--- START ---
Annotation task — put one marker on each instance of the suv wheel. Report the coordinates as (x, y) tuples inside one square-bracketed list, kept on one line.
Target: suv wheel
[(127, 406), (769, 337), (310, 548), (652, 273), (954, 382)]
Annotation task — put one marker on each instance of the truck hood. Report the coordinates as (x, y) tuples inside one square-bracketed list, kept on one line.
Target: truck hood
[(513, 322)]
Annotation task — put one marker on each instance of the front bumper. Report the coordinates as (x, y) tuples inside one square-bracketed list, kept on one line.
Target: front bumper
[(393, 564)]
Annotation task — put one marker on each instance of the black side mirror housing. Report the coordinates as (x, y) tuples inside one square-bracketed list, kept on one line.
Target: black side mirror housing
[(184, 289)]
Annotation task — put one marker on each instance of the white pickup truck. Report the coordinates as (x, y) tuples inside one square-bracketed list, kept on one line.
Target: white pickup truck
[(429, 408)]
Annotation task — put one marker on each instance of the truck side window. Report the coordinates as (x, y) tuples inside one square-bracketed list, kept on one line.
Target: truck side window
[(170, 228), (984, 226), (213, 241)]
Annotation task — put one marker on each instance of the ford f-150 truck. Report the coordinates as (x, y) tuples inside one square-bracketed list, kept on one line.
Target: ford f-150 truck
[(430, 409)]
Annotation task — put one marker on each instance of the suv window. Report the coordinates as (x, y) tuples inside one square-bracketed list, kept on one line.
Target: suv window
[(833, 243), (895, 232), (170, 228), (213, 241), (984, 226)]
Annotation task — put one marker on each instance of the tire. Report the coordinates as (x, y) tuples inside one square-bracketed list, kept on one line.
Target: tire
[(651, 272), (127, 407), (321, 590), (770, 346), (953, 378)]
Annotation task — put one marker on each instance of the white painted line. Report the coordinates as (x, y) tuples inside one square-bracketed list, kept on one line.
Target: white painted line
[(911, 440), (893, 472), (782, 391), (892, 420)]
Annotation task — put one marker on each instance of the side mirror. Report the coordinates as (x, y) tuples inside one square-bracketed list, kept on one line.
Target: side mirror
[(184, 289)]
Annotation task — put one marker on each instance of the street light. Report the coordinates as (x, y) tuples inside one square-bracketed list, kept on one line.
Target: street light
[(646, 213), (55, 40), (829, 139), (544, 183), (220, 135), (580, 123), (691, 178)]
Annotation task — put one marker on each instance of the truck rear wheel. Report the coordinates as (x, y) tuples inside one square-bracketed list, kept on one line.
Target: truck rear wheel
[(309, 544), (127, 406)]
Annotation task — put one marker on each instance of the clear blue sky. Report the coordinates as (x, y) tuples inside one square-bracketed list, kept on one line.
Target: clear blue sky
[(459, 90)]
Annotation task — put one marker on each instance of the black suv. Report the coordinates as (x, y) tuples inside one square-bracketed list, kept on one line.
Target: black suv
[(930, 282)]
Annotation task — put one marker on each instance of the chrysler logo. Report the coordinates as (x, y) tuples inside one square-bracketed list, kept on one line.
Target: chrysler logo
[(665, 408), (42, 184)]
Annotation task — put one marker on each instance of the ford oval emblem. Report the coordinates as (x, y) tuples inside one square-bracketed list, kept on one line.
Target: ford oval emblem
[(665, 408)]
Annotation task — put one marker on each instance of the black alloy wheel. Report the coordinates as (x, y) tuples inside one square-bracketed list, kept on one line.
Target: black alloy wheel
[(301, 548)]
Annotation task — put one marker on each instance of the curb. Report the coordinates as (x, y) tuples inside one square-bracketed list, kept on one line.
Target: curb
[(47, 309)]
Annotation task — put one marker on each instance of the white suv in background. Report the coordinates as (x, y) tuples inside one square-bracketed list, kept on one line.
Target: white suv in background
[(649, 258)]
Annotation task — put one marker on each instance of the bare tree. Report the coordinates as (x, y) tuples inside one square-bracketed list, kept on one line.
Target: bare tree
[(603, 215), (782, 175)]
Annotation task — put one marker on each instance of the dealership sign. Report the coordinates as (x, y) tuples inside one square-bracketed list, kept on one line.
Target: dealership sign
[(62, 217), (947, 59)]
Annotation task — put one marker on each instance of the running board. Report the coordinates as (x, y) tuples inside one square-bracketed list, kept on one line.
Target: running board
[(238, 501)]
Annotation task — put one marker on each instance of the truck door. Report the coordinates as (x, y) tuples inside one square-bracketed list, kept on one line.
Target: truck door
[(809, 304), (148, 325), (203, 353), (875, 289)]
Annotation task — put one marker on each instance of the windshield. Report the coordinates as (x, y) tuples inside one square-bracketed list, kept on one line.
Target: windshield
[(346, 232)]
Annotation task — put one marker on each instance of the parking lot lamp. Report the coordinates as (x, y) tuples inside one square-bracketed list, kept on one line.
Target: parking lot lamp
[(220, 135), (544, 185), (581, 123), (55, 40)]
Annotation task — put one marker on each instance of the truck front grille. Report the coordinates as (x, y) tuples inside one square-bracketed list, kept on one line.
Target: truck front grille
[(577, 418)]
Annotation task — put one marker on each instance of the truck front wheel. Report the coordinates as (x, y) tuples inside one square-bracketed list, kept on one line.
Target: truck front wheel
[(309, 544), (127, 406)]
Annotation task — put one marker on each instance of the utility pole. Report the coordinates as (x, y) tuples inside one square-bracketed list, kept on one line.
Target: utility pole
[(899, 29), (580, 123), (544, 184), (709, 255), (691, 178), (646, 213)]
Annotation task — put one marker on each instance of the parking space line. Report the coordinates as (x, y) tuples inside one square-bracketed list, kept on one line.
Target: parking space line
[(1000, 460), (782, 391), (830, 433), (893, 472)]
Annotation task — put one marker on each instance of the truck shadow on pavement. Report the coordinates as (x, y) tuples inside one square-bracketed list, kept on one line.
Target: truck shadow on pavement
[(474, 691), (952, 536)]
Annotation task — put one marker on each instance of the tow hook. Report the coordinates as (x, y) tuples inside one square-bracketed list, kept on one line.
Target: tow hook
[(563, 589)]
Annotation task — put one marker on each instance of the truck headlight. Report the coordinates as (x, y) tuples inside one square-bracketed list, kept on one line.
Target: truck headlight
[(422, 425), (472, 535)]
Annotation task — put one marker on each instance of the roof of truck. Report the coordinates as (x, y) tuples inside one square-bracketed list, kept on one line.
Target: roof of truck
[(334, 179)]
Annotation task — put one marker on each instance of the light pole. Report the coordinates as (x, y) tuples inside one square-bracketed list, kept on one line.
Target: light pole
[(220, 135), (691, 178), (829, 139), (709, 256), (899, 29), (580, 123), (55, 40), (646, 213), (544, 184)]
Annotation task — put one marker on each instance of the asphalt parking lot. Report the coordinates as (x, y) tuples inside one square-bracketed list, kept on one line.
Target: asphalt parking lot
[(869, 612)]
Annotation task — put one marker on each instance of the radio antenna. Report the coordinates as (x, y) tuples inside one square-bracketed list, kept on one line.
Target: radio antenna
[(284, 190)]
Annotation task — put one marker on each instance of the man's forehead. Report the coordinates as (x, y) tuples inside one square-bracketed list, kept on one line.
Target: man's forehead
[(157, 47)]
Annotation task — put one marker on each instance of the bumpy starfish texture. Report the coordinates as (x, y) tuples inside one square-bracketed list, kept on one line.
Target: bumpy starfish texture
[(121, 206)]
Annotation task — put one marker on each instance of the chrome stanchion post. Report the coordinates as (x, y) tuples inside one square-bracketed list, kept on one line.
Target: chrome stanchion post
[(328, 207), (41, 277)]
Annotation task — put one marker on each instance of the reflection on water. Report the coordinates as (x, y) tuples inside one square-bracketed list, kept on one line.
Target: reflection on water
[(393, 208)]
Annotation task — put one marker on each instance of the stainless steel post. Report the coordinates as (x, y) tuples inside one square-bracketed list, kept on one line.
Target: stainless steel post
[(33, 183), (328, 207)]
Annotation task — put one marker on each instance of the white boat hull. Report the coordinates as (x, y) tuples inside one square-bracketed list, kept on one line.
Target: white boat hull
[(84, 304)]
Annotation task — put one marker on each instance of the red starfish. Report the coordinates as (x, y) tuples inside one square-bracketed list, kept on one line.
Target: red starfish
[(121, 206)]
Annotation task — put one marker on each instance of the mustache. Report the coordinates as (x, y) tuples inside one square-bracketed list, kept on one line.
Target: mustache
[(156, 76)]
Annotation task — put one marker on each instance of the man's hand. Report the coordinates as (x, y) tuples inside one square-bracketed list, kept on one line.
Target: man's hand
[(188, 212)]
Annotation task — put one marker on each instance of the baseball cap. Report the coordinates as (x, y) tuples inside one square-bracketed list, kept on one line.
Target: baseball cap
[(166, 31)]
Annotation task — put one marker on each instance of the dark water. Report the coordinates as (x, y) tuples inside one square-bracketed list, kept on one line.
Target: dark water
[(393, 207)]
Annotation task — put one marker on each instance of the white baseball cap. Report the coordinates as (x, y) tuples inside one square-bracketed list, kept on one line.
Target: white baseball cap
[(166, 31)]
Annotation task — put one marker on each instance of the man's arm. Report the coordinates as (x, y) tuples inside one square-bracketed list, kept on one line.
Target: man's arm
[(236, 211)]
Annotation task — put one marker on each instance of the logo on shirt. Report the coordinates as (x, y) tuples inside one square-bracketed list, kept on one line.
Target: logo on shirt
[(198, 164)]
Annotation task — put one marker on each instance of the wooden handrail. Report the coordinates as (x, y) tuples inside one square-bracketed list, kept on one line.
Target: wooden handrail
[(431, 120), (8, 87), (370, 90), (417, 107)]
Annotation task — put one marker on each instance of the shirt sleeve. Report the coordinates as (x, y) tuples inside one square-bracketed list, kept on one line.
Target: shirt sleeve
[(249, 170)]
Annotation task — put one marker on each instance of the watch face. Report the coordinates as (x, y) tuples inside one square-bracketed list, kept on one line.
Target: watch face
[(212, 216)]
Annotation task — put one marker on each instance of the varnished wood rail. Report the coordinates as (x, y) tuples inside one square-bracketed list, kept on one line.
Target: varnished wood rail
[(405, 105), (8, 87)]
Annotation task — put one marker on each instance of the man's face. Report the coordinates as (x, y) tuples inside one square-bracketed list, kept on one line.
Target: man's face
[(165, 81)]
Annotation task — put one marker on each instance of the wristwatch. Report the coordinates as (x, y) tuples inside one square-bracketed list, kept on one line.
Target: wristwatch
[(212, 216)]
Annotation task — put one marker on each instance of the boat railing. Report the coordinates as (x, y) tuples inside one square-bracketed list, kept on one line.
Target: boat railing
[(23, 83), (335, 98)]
--- END ---
#### [Assigned task]
Reproduce exactly the final stretch of the listing, starting at the line that contains "of the varnished" and ending with the last line.

#### [Solution to this exercise]
Annotation task — put one marker on each instance of the varnished wood rail. Report the coordinates as (x, y) tuples inside one square-bracketed list, kept on one line.
Target: varnished wood rail
[(405, 105), (8, 87)]
Annotation task — put one marker on each instance of the man's face. Report the coordinates as (x, y) tuples inside one square-bracketed list, kept on one line.
Target: man's face
[(165, 81)]
Annotation task — put one marker on each instance of the wristwatch. Report the coordinates as (x, y) tuples inside one square-bracketed list, kept on one line.
Target: wristwatch
[(212, 216)]
Annotation task — put one marker on each instance of the boat railing. Report the coordinates as (x, y) tuples inside one square-bracketed list, kept on one line.
Target: boat railing
[(23, 83), (335, 98)]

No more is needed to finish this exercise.